_Data extract_:
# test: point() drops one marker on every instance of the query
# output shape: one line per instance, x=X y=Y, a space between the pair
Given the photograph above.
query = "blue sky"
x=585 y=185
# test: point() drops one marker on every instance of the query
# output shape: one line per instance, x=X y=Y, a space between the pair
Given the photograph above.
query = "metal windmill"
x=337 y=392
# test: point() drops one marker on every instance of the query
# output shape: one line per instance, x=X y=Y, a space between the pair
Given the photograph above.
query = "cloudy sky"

_Try it_:
In your answer, repeat each of the records exactly.

_Exercise solution_:
# test: point() drops one marker on every instance of the query
# output shape: one line per instance, x=X y=Y, a space between the pair
Given the photograph above.
query = "blue sky"
x=585 y=185
# test: point() drops one marker on every instance of the query
# output shape: one line per instance, x=X y=Y, a space between the pair
Given the photograph above.
query = "metal windmill"
x=337 y=392
# test: point() drops one marker on every instance of the query
# output shape: one line per instance, x=X y=Y, a space between the pair
Given the photograph above.
query = "cloudy sky"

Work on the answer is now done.